Detector pushes results to Detections API but the API is down Detector retries per its own policy. The push API is the single ingress for non-error results — there is no Kafka backup path. Detections API runs ≥2 replicas behind the gateway; bearer-token auth + per-request raw body logging via RawRequestLoggingMiddleware so missed pushes can be reconstructed from detections_api_raw_requests.
Vision Worker / Quality / Clusterization crashes mid-batch Kafka offset not committed; on restart, the priority polling loop reprocesses. save_objects and save_frame_detections use DELETE + INSERT (atomic by primary key) on the shared axion_sense.detections table — duplicate processing collapses to a single row.
Valhalla / Map Matching API unavailable Vision Matching produces a TrackMatchingResultEvent with error populated; track stays is_map_matched=false. CoverageSyncJob (Sense Worker) re-runs map-matching on a schedule for unmapped tracks.

Observability

  • Every span carries track_id, org_id, request_id.
  • Mobile → API gRPC: span name = RPC method.
  • API → Kafka: span name = kafka.produce <topic>.
  • Worker consume: span name = kafka.consume <topic>.
  • Worker → ClickHouse: span name = clickhouse.insert <table>, with rows_inserted attribute.

Items from a dataset
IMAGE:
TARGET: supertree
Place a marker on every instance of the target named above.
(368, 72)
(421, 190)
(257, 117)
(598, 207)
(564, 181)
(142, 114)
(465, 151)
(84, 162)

- Directives -
- 1) According to the pipeline notes, how many replicas does the Detections API run behind the gateway?
- 2) Can you quote the dataset entries above word for word?

- Responses in order -
- 1) At least two.

- 2)
IMAGE:
TARGET: supertree
Place a marker on every instance of the target named above.
(368, 72)
(421, 190)
(257, 117)
(598, 207)
(564, 181)
(142, 114)
(465, 151)
(84, 162)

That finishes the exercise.